- _Dati forniti_
+--

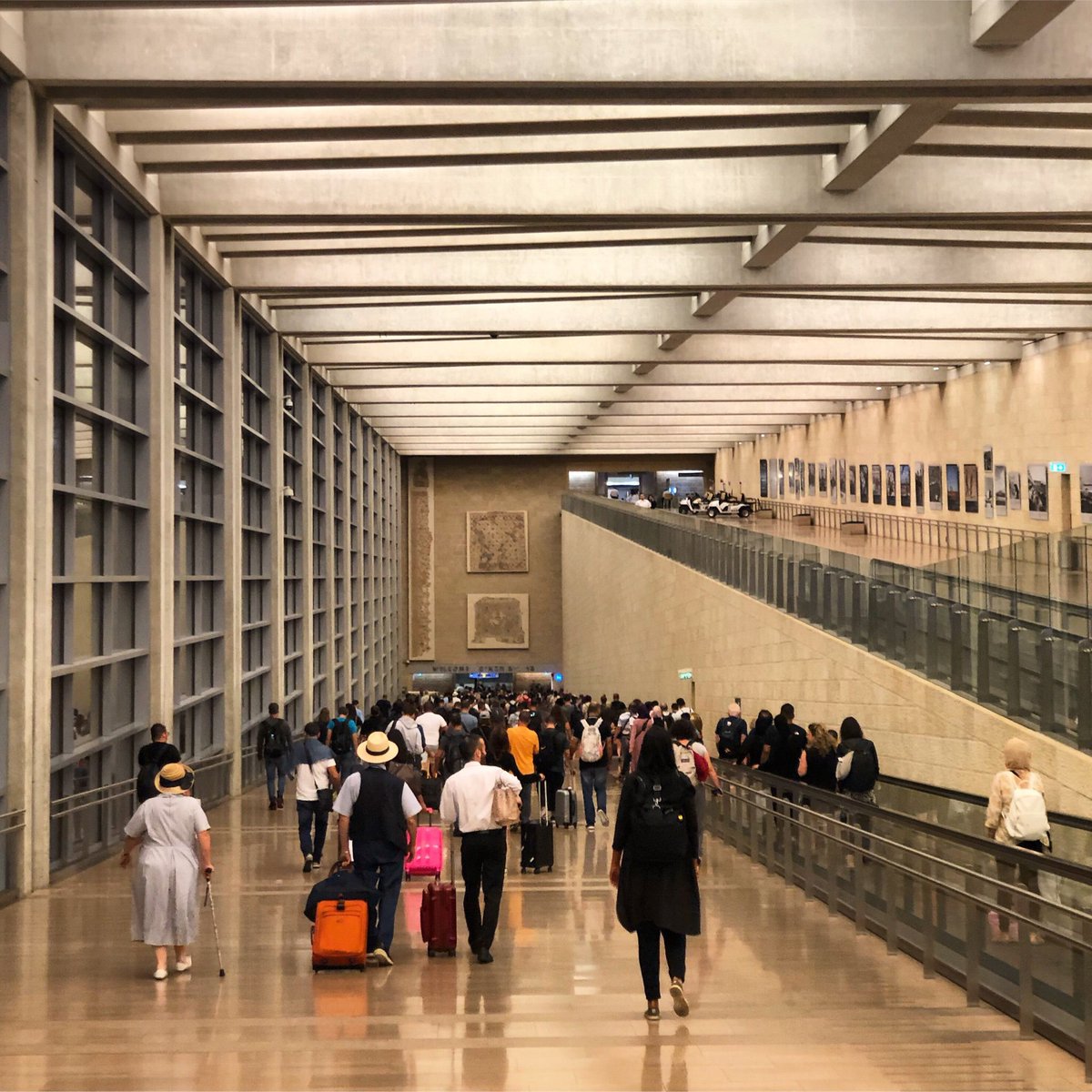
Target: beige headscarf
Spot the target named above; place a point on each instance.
(1016, 754)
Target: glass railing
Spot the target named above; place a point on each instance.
(964, 906)
(983, 626)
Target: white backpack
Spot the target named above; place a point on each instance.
(1026, 818)
(685, 760)
(591, 742)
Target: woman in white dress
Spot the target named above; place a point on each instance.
(172, 831)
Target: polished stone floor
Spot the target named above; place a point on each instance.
(784, 996)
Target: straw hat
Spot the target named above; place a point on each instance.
(174, 779)
(377, 749)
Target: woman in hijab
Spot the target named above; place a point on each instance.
(1000, 822)
(172, 833)
(655, 867)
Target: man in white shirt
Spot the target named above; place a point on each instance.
(378, 813)
(316, 774)
(468, 804)
(431, 724)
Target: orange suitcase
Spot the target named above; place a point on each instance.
(339, 936)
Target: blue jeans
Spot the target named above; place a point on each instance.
(594, 784)
(277, 769)
(382, 876)
(308, 812)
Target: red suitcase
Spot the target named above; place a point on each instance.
(429, 858)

+--

- _Consegna_
Riscrivi tutto il materiale sostituendo "suitcase" con "trolley" e lasciando invariato il resto. Non includere le immagini nella risposta.

- _Risultato_
Target: beige headscarf
Spot the target named above; place a point on each instance.
(1016, 754)
Target: glass railing
Spot the target named above; place a point on each instance.
(964, 906)
(983, 626)
Target: white backpack
Spot the target named above; place a point on each instance.
(1026, 818)
(685, 760)
(591, 742)
Target: woman in white dress
Spot the target named above; place a point on each instance.
(172, 831)
Target: polished stone floor
Spot the target named above; place a point on each instance.
(784, 996)
Target: straw hat
Spot the target named above; place a point on each instance.
(174, 779)
(377, 749)
Target: woman in hijab
Spot the target named above; place a point on each instance.
(1000, 822)
(172, 833)
(655, 867)
Target: man in white shirt
Spot the target named above; place a point on each instance.
(378, 813)
(316, 774)
(468, 804)
(431, 724)
Target: orange trolley
Spot the target named above; place a point on each instance.
(339, 936)
Target: blue jeans
Spot the target named above; place a point on each instance.
(594, 784)
(277, 769)
(382, 876)
(308, 812)
Target: red trolley
Spot the target named above; place a point on each instance.
(429, 858)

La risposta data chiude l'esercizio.